-- The records start --

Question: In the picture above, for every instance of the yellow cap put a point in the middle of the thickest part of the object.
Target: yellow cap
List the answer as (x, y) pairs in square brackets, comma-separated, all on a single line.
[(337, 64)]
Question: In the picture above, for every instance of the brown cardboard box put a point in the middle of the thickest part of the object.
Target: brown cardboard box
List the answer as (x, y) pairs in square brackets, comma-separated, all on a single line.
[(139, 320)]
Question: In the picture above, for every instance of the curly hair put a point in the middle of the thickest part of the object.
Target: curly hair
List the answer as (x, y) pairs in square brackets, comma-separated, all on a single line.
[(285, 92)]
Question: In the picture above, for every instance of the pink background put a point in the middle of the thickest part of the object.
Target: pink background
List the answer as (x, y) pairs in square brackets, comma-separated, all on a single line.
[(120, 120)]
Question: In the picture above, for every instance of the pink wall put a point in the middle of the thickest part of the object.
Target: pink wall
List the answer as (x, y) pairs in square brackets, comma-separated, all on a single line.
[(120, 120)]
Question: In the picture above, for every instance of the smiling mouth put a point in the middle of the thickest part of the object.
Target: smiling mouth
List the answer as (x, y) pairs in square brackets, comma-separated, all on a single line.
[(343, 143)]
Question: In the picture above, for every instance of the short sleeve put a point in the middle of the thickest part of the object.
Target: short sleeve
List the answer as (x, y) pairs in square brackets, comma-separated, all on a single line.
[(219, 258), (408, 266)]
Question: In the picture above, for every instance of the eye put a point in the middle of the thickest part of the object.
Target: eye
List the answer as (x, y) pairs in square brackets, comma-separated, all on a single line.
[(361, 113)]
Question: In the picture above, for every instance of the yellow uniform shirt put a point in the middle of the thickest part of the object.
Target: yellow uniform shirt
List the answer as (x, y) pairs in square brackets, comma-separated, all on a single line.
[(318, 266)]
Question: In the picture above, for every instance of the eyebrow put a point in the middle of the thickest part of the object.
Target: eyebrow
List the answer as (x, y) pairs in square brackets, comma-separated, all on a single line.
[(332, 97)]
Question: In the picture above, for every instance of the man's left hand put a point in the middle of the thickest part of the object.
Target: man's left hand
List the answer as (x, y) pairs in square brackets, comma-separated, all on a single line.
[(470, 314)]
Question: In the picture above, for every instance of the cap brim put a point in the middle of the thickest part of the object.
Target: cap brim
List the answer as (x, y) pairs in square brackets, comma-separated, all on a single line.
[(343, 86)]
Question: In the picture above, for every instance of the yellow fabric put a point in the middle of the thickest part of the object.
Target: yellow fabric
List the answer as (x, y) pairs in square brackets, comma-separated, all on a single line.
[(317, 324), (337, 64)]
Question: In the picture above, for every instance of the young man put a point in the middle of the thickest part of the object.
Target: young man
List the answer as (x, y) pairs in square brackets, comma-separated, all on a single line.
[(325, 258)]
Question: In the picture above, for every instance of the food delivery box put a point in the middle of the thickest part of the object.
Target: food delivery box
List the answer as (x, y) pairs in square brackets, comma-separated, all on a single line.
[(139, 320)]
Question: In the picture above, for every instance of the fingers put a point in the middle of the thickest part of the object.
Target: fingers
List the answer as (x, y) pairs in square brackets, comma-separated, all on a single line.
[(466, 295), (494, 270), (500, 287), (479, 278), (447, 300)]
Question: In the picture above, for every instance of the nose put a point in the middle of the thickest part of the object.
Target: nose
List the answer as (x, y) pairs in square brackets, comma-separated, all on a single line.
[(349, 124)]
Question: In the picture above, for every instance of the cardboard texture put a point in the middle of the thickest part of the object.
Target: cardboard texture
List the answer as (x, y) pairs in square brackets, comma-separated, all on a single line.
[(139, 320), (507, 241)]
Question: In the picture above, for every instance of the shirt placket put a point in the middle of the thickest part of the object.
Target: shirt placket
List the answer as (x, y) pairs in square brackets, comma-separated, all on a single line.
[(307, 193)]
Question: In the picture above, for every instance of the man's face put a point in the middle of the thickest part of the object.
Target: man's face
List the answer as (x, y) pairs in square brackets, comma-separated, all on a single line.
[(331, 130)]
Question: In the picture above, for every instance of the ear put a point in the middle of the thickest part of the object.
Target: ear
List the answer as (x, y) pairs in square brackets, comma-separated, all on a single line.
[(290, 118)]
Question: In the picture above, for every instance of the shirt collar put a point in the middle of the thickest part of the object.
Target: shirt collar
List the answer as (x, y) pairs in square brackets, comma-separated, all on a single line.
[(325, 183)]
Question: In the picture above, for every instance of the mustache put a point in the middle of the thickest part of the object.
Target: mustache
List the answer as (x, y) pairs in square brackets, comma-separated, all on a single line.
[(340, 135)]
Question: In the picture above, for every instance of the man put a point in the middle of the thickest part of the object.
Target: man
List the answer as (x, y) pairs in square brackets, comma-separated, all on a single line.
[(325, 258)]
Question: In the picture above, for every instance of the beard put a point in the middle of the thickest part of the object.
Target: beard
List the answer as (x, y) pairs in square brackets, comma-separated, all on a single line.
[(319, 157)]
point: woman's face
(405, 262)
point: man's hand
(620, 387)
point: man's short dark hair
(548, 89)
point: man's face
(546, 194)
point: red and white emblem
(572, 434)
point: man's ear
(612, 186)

-- The records end --

• What to do:
Nothing in the listing may be changed; retype it all exactly.

• Worked solution:
Question: In the picture above, for every instance of the yellow cap put a point in the middle of the thickest part of the object.
Target: yellow cap
List the answer as (x, y) pairs in square brackets, comma-separated, all on a single line.
[(337, 64)]
Question: In the picture above, for every instance of the brown cardboard box put a point in the middle of the thickest part of the object.
Target: brown cardboard box
List the answer as (x, y) pairs in square brackets, comma-separated, all on a single line.
[(139, 320)]
Question: In the picture above, for every instance of the curly hair put a point in the middle of the thickest part of the object.
Target: curly hair
List the answer as (x, y) pairs in square brackets, comma-separated, all on a single line.
[(285, 92)]
Question: In the picture above, for every instance of the pink background put a point in the middle of the thickest part of the object.
Target: pink background
List the answer as (x, y) pairs in square brackets, comma-separated, all on a single line.
[(120, 120)]
Question: In the picture above, for every instance of the pink wall put a point in the middle of the thickest part of the object.
Target: pink wall
List the answer as (x, y) pairs in square brackets, comma-separated, all on a single line.
[(120, 120)]
Question: In the picture above, for every instance of the smiling mouth put a point in the middle of the thickest part of the object.
Target: smiling mouth
List the answer as (x, y) pairs in square brackets, comma-separated, all on a single line.
[(343, 143)]
Question: In the picture above, for every instance of the short sleeve put a point in the middle of the thickest part of the object.
Target: short sleeve
List the answer as (x, y) pairs in square brackets, comma-separated, all on a single line.
[(219, 258), (408, 266)]
Question: In the picture above, for every instance of the eye put a point in the middle of the thickest part of the object.
Target: eye
List the answer as (x, y) pairs in square brackets, comma-separated, all on a single line.
[(361, 113)]
Question: In the picture above, for every instance of the yellow uniform shirt put a point in the middle of the thickest part of the object.
Target: yellow uniform shirt
List the answer as (x, y) pairs in square brackets, comma-separated, all on a single line.
[(318, 266)]
Question: In the picture above, for every instance of the eyebrow put a point in the middle of the thickest part of the object.
Target: eyebrow
List the answer as (x, y) pairs in square brackets, comma-separated, all on a single line.
[(332, 97)]
Question: In the picture above, for every instance of the man's left hand put a point in the middle of the thickest part of the object.
Target: man's left hand
List the answer as (x, y) pairs in square brackets, comma-separated, all on a single line.
[(470, 314)]
Question: In the picture above, for every instance of the cap brim put a point in the middle of the thickest part of the object.
Target: cap brim
List the answer as (x, y) pairs in square brackets, comma-separated, all on a single line.
[(343, 86)]
Question: In the picture above, for every instance of the yellow fabric put a point in the middle of the thickest part of the object.
Target: yellow fabric
List the answer as (x, y) pairs in square brackets, comma-separated, all on a single line.
[(317, 324), (337, 64)]
Question: In the picture above, for every instance of the young man put a point in the middle of the thickest part of the object.
Target: young man
List the answer as (x, y) pairs in square brackets, comma-separated, all on a single line.
[(325, 258)]
Question: In the picture above, for every instance of the food delivery box put a point in the middle of the thickest part of the object.
Target: food delivery box
List the answer as (x, y) pairs in square brackets, comma-separated, all on a single line.
[(139, 320)]
Question: In the picture above, for every instance of the fingers put a point in the middle of the thickest part of the object.
Target: fingers
List the answer as (x, y) pairs in square brackets, comma-separated, all on a single line.
[(466, 295), (494, 270), (500, 287), (479, 278), (447, 300)]
Question: In the picture above, for every instance of the nose put a point in the middle of the thickest part of the object.
Target: nose
List the answer as (x, y) pairs in square brackets, comma-separated, all on a single line.
[(349, 124)]
Question: In the picture above, for every instance of the cardboard texture put a point in the middle of the thickest part of the object.
Target: cardboard texture
List the answer as (x, y) pairs in square brackets, comma-separated, all on a single line.
[(139, 320), (507, 241)]
Question: In the picture above, for every instance of the shirt placket put a point in the middle of the thickest part of the object.
Target: shirt placket
List the answer as (x, y) pairs in square brackets, comma-separated, all on a single line.
[(307, 193)]
Question: In the picture above, for every instance of the man's face put a point in the middle of the thickest part of the object.
Target: man's face
List the answer as (x, y) pairs in square brackets, comma-separated, all on a single line.
[(331, 130)]
Question: In the picture above, for every instance of the ear put a point in the middle of the thickest part of the object.
Target: ear
List the answer as (x, y) pairs in square brackets, comma-separated, all on a single line.
[(290, 118)]
Question: In the picture above, for every instance of the shirt collar put a point in the middle of the thickest part of the object.
Target: shirt collar
List the answer as (x, y) pairs in square brackets, comma-separated, all on a single line.
[(325, 183)]
Question: In the picture above, for every instance of the mustache put a point in the middle of the thickest part of the object.
Target: mustache
List the answer as (x, y) pairs in square brackets, comma-separated, all on a single line.
[(340, 135)]
Question: In the picture above, for every instance of the man put a point in the middle of the thickest part of the object.
Target: man
List the answer as (x, y) pairs in square brackets, comma-separated, all on a single line.
[(325, 258)]
Question: In the picture above, for every instance of the beard put a point in the middle of the thickest part of the object.
Target: beard
List the answer as (x, y) pairs in square brackets, comma-separated, all on a single line.
[(319, 157)]
point: woman's face
(405, 262)
point: man's hand
(620, 387)
point: man's short dark hair
(548, 89)
point: man's face
(546, 194)
point: red and white emblem
(572, 434)
point: man's ear
(612, 186)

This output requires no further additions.